DESCRIPTION OF THE TASK:
Of the lines below, report only those that contain "position".

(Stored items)
>>>
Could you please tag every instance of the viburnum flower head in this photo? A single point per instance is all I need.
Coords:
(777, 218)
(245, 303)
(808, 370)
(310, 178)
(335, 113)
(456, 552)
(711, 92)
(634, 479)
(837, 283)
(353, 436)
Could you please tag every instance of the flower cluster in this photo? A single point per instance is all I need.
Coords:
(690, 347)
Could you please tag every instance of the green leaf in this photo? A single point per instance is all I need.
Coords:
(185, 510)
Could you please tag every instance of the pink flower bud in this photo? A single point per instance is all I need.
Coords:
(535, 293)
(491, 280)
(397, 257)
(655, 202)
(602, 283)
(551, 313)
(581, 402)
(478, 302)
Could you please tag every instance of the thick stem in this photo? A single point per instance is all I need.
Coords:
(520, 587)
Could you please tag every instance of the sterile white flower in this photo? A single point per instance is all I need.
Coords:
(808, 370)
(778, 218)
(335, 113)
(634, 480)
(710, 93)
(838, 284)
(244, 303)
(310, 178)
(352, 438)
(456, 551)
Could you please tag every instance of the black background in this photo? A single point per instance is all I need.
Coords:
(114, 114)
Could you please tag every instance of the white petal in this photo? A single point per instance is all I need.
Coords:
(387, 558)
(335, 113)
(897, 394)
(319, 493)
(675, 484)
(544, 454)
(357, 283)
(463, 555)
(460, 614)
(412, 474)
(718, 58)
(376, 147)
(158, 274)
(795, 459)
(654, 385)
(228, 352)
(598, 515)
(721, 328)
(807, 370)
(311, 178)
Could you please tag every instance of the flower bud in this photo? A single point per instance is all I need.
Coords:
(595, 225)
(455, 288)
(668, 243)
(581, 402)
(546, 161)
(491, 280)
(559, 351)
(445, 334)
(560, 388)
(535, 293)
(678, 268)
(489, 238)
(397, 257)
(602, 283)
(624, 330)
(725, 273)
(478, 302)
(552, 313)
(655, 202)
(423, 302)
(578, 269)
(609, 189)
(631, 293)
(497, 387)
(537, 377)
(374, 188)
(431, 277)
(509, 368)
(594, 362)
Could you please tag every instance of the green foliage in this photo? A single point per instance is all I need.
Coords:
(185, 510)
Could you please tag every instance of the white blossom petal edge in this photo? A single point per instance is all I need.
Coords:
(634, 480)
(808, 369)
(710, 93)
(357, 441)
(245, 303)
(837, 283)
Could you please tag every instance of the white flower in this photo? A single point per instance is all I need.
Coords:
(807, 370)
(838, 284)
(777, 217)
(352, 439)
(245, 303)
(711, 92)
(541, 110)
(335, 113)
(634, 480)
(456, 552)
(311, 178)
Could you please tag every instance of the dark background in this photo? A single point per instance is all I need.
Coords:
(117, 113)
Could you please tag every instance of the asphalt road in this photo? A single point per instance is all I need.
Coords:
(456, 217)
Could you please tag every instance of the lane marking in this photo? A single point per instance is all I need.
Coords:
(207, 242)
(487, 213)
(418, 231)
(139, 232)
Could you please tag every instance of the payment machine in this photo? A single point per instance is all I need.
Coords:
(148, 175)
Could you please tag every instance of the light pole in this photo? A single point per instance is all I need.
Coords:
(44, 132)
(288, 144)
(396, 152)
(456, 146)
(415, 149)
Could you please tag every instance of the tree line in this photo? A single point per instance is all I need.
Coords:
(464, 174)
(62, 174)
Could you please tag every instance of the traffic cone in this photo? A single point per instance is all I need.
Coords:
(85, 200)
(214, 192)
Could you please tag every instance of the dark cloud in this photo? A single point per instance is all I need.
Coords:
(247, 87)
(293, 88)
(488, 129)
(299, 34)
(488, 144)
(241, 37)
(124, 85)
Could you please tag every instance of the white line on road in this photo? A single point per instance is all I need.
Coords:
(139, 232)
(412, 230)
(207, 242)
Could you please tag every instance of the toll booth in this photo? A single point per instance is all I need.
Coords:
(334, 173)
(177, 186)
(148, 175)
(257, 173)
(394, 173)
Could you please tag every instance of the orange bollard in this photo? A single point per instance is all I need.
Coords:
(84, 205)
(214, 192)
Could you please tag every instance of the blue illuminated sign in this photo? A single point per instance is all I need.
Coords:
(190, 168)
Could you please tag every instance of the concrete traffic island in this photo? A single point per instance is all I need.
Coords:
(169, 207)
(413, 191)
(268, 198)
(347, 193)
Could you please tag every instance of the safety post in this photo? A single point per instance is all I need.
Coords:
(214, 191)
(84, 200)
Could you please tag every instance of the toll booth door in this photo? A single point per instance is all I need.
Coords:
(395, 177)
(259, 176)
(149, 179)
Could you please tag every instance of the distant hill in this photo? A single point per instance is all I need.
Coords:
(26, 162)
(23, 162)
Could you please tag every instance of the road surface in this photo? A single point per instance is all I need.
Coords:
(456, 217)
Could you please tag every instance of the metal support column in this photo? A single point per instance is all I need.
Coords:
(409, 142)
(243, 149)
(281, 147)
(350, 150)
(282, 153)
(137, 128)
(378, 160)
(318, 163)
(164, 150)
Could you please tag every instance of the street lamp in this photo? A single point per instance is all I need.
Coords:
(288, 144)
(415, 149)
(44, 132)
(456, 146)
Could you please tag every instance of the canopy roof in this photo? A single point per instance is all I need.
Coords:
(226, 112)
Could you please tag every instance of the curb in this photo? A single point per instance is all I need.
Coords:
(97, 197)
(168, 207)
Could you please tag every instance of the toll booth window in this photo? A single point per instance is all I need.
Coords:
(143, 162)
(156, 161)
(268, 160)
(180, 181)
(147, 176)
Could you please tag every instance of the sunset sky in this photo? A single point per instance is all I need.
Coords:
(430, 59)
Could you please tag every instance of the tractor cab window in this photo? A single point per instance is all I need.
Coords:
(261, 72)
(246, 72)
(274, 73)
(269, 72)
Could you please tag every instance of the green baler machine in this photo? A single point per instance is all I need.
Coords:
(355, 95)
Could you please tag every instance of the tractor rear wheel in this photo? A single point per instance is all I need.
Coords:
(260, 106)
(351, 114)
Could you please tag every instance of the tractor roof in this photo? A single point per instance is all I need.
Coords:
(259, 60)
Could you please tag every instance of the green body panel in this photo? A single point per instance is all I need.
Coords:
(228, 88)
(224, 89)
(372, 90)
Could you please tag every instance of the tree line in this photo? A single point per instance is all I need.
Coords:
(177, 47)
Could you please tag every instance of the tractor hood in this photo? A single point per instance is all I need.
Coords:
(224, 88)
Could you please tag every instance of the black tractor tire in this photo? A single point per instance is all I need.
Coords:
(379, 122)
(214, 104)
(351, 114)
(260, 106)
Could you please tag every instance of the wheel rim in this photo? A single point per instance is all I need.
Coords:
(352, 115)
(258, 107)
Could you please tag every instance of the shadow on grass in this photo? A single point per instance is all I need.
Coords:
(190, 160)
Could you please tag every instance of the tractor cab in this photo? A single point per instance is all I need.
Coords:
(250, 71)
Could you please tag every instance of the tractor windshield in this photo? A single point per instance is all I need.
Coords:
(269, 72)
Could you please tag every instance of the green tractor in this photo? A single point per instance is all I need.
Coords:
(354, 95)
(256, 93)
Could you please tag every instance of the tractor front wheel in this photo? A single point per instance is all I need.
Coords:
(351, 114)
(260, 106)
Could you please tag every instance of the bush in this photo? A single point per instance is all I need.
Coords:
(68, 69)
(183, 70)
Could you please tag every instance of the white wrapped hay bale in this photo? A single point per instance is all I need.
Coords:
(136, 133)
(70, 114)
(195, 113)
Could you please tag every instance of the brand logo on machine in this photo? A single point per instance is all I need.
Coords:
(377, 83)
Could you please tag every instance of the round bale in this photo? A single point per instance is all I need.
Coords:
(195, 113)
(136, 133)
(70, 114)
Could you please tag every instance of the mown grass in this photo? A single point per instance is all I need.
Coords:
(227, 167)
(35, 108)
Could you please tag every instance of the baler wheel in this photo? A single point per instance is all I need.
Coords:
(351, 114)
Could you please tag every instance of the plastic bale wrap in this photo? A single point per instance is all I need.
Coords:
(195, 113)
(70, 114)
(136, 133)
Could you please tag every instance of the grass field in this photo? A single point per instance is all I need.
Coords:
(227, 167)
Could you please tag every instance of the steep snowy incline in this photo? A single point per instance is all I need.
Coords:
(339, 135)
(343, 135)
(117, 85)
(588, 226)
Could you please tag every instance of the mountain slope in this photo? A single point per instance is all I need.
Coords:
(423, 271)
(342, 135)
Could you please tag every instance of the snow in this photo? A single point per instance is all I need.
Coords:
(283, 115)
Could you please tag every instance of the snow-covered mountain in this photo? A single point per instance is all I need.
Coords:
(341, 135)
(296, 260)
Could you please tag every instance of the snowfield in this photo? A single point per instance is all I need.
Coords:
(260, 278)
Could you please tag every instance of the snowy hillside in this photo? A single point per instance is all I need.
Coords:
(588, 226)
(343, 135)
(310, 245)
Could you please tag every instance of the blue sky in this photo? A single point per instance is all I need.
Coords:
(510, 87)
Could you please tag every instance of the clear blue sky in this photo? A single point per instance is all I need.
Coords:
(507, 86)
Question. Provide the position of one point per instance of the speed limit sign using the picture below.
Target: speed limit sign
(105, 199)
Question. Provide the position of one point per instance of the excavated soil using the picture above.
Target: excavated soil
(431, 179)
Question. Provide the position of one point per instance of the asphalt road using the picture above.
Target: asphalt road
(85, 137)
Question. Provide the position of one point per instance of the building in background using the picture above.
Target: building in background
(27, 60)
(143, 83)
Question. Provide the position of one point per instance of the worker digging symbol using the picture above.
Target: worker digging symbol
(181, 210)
<<<
OUTPUT FOR THIS TASK:
Question. Provide the position of one point per instance of the speed limit sign using the picture below.
Question. Provide the position of one point per instance of the excavated soil using the picture above.
Question. Provide the position of one point per instance of the asphalt road using the picture above.
Question. Provide the position of one point per instance of the building in background using the picture above.
Question. Provide the position of one point per instance of the worker digging symbol using the picture above.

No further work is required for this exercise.